* START Material for this task *

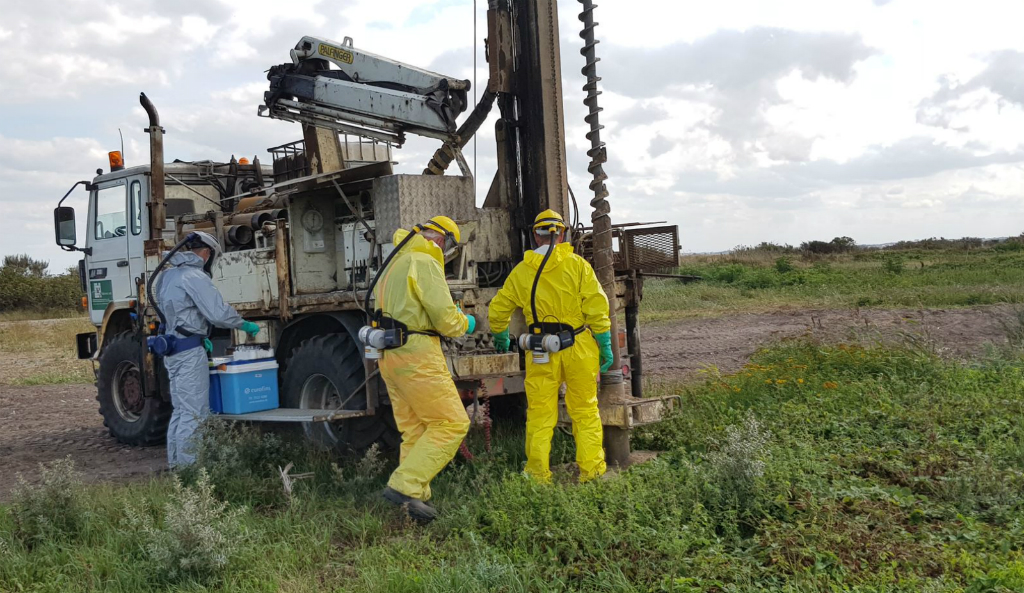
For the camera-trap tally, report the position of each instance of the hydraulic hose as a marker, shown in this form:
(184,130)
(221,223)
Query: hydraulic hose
(537,279)
(148,285)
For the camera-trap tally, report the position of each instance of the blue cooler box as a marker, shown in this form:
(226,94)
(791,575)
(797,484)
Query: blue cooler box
(245,386)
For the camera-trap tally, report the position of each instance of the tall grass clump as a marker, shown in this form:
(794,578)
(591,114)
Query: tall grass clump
(736,463)
(198,537)
(53,510)
(240,460)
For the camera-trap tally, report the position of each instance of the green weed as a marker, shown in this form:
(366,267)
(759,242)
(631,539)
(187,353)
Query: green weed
(814,468)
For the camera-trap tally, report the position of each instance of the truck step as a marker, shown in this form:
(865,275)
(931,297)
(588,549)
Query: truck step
(294,415)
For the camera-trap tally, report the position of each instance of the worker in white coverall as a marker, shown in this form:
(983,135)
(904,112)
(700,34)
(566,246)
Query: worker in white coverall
(190,305)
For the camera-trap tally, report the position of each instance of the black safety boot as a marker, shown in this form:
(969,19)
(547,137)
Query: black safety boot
(419,510)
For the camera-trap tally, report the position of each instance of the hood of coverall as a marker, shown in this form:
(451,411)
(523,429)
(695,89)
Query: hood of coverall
(185,258)
(419,244)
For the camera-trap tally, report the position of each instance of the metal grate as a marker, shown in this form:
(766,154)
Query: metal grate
(649,249)
(289,161)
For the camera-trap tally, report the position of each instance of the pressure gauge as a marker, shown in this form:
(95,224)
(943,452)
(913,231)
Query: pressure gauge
(312,220)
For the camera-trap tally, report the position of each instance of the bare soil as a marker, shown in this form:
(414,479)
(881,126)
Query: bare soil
(43,423)
(679,350)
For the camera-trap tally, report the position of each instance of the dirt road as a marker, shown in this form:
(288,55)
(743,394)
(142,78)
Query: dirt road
(48,422)
(680,349)
(45,423)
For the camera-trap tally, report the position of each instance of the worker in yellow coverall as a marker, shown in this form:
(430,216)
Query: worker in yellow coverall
(567,297)
(426,405)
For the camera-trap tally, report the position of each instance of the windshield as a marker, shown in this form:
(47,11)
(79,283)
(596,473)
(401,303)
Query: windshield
(110,212)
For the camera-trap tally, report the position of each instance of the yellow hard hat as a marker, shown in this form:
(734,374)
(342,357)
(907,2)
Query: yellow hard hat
(445,226)
(545,220)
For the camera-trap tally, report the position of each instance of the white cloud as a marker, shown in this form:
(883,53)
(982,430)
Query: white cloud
(741,121)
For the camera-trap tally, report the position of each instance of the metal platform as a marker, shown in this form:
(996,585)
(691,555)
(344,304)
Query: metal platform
(294,415)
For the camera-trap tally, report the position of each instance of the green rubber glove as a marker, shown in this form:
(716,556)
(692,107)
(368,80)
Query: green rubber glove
(604,345)
(502,341)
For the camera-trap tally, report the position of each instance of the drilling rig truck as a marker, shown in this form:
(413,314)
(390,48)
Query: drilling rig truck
(305,233)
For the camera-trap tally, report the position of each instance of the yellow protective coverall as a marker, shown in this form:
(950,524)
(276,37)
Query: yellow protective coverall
(569,293)
(427,408)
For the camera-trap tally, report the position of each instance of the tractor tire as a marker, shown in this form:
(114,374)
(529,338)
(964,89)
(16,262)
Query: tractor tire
(128,414)
(321,372)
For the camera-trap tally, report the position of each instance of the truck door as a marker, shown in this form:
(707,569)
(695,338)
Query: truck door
(108,270)
(138,230)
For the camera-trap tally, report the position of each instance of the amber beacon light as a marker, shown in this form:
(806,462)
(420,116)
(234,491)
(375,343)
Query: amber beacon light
(117,162)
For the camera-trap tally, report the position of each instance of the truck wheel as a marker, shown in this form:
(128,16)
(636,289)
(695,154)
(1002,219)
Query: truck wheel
(131,417)
(323,371)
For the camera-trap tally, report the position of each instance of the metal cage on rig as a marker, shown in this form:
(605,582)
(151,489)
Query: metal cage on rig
(650,249)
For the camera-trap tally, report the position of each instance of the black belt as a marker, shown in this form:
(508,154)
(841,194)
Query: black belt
(379,320)
(553,328)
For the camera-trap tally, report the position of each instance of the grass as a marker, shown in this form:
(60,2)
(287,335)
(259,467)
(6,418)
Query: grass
(759,282)
(34,314)
(815,468)
(43,352)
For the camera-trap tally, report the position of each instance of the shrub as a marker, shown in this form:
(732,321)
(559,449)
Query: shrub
(893,263)
(760,279)
(368,469)
(783,265)
(240,461)
(52,510)
(837,245)
(26,285)
(737,462)
(198,537)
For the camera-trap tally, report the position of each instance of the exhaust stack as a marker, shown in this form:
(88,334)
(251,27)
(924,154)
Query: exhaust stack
(158,211)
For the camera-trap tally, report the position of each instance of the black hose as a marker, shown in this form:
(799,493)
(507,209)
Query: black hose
(537,279)
(387,260)
(148,285)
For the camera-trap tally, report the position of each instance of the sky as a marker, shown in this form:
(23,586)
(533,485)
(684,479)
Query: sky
(740,121)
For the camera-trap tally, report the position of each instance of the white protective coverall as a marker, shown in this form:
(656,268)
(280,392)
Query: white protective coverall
(190,302)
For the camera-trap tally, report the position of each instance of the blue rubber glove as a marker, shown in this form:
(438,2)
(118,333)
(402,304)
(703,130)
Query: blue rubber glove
(502,341)
(604,345)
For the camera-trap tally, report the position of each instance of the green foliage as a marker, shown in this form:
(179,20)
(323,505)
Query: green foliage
(745,282)
(893,263)
(196,540)
(26,285)
(814,468)
(51,510)
(837,245)
(23,264)
(783,265)
(240,461)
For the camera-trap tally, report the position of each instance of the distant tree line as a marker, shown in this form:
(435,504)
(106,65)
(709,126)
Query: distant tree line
(846,245)
(26,284)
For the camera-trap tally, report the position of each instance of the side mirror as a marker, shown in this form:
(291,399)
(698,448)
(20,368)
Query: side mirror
(64,225)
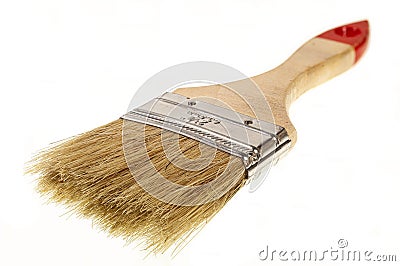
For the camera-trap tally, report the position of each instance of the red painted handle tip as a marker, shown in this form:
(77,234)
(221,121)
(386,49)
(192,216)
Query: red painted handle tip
(355,34)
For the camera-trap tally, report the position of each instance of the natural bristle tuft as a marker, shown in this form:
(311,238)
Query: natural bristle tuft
(90,174)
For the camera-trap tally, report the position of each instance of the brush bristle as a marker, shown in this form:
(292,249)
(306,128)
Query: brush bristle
(91,174)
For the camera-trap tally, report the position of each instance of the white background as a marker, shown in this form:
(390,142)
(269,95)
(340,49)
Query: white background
(69,66)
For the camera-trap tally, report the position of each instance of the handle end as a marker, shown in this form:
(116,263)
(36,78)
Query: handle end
(355,34)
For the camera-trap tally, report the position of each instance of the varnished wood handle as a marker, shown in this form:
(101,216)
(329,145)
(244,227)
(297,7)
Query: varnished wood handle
(317,61)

* END Material for this task *

Pictures stay out of the copy; please restate every record above exactly.

For the camera-trap tally, report the position of each instance of the hydraulic hose as a marker, shown in this form:
(184,130)
(221,223)
Query: hydraulic hose
(537,279)
(148,285)
For the camera-trap tally, report the position of each instance of the blue cooler box as a marker, shown in this form:
(226,94)
(791,575)
(797,484)
Query: blue cooler box
(245,386)
For the camera-trap tally, report the position of each instance of the tall grass clump as a marker, shown in this form:
(794,578)
(591,114)
Query: tall grass clump
(736,463)
(198,537)
(53,510)
(240,460)
For the camera-trap tally, report the position of each instance of the green weed as a marker, shown in this form:
(366,267)
(759,242)
(631,539)
(187,353)
Query: green weed
(814,468)
For the camera-trap tally, report the position of each instance of the truck step as a marker, shown in this form:
(865,275)
(931,297)
(588,549)
Query: truck step
(294,415)
For the camera-trap tally, report the position of each instance of the worker in white coverall as a marker, shown in this form:
(983,135)
(904,112)
(700,34)
(566,246)
Query: worker in white coverall
(190,305)
For the camera-trap tally, report the position of each instance of the black safety boot as a marker, shown in this form:
(969,19)
(547,137)
Query: black safety boot
(419,510)
For the camera-trap tally, report the position of each instance of the hood of coverall as a marker, shown in this form:
(451,411)
(523,429)
(695,89)
Query: hood of coverall
(185,258)
(419,244)
For the camera-trap tally, report the position of each instance of the metal grate as a marker, shown in this form:
(766,154)
Query: metal grate
(649,249)
(289,161)
For the camera-trap tally, report the position of each instance of the pressure gauge as a marker, shown in this form:
(95,224)
(943,452)
(913,231)
Query: pressure gauge
(312,220)
For the camera-trap tally, report the position of each instance of the bare soil as a marker, shown in this form:
(414,479)
(881,126)
Query: bare soil
(43,423)
(679,350)
For the camera-trap tally, report the position of each instance of the dirt road as a marker, shown in this form:
(288,55)
(743,394)
(142,78)
Query: dirt road
(48,422)
(680,349)
(45,423)
For the camera-trap tally, report the position of each instance of the worker in yellow coverall as a marker, shown in this form:
(430,216)
Query: worker in yellow coverall
(567,297)
(426,405)
For the camera-trap tally, report the position of each instance of the windshield as a marker, shown in this form:
(47,11)
(79,283)
(596,473)
(401,303)
Query: windshield
(110,212)
For the camera-trap tally, report the position of each instance of the yellow hard hat as a marker, shown in this form:
(734,374)
(342,357)
(907,2)
Query: yellow hard hat
(445,226)
(545,220)
For the camera-trap tally, report the position of each instance of the white cloud as a marker, shown in this form:
(883,53)
(982,430)
Query: white cloud
(741,121)
For the camera-trap tally, report the position of each instance of the metal platform as a marker, shown in this form:
(996,585)
(691,555)
(344,304)
Query: metal platform
(294,415)
For the camera-trap tally, report the position of each instance of the green rubber glove as a marker, shown in this form:
(716,556)
(692,107)
(368,80)
Query: green rubber glove
(604,345)
(502,341)
For the camera-trap tally, report the position of each instance of the drilling rig truck as a marker, shown in this form:
(413,314)
(390,48)
Query: drilling rig truck
(305,233)
For the camera-trap tally, report the position of each instance of the yellow protective coverall as a marker, shown in this form:
(950,524)
(276,37)
Query: yellow protective coverall
(569,293)
(427,408)
For the camera-trap tally, report the position of each instance of the tractor tire as a marker, shown in this form:
(114,374)
(529,338)
(964,89)
(16,262)
Query: tractor tire
(128,414)
(321,372)
For the camera-trap tally, report the position of each instance of the truck door as a marker, shown in this form:
(707,569)
(695,338)
Query: truck door
(108,270)
(138,230)
For the camera-trap tally, report the position of each instance of the amber beacon light as a marker, shown in this form:
(806,462)
(420,116)
(234,491)
(375,343)
Query: amber beacon light
(117,162)
For the camera-trap tally, report the position of each instance of the truck wheel as a marker, shown in this form:
(128,16)
(636,289)
(695,154)
(1002,219)
Query: truck wheel
(131,417)
(323,371)
For the camera-trap tally, report the position of each instance of the metal cage on rig as a marker, shown in this form:
(605,582)
(151,489)
Query: metal cage on rig
(650,249)
For the camera-trap tally, report the position of each instance of the black belt as a marker, shown in this form:
(508,154)
(841,194)
Query: black belt
(379,320)
(553,328)
For the camera-trap tally, report the position of each instance of the grass as a marker, shown in this form:
(60,2)
(287,335)
(259,467)
(6,418)
Query: grass
(759,282)
(34,314)
(815,468)
(43,352)
For the camera-trap tally, report the position of each instance of the shrub as a marker, shown in this form:
(732,321)
(559,449)
Query: shrub
(893,263)
(760,279)
(368,469)
(783,265)
(240,461)
(52,510)
(837,245)
(26,285)
(737,462)
(198,537)
For the camera-trap tally, report the position of each instance of the exhaust stack as a marker, shown in this form:
(88,334)
(251,27)
(924,154)
Query: exhaust stack
(158,211)
For the camera-trap tally, report the position of each instance of the black hose as a marker, shown in this form:
(799,493)
(507,209)
Query: black hose
(537,279)
(387,260)
(148,285)
For the camera-trap tally, report the position of each instance of the sky as a marker, shown in this form:
(23,586)
(533,485)
(684,479)
Query: sky
(740,121)
For the camera-trap tally, report the position of each instance of the white protective coverall as a marker, shown in this form:
(656,268)
(280,392)
Query: white protective coverall
(190,302)
For the camera-trap tally, report the position of each instance of the blue rubber glove as a marker, shown in this form:
(438,2)
(118,333)
(402,304)
(703,130)
Query: blue rubber glove
(502,341)
(604,345)
For the camera-trap tally, report the position of each instance of the green foliage as a marker, shown in this form:
(179,20)
(323,505)
Query: green foliage
(745,282)
(893,263)
(196,540)
(26,285)
(814,468)
(51,510)
(837,245)
(23,264)
(783,265)
(240,461)
For the camera-trap tally, report the position of each instance of the distant tree line as a marker, shown in this form:
(435,504)
(106,65)
(709,126)
Query: distant tree line
(846,245)
(26,284)
For the camera-trap tally, report the position of each instance of the side mirror as a marker, shown in this form:
(291,399)
(698,448)
(20,368)
Query: side mirror
(64,225)
For the camera-trap tally, report the position of each instance of the red painted handle tip as a marker, shown in this form:
(77,234)
(221,121)
(386,49)
(192,216)
Query: red painted handle tip
(355,34)
For the camera-trap tally, report the position of each instance of the natural bristle tuft as a marker, shown in this form:
(311,238)
Query: natural bristle tuft
(90,174)
For the camera-trap tally, report the position of each instance of the brush bristle as a marker, shown in this form:
(292,249)
(306,128)
Query: brush bristle
(91,174)
For the camera-trap tally, report the position of each instance of the white background as a marker, shown in this form:
(390,142)
(269,95)
(340,49)
Query: white background
(69,66)
For the camera-trap tally, report the position of each instance of the handle end as a marker, shown in this form:
(116,263)
(36,78)
Query: handle end
(355,34)
For the camera-trap tally, report the position of each instance of the varnished wood handle as a marker, shown in this form:
(101,216)
(329,145)
(244,227)
(297,7)
Query: varnished wood handle
(317,61)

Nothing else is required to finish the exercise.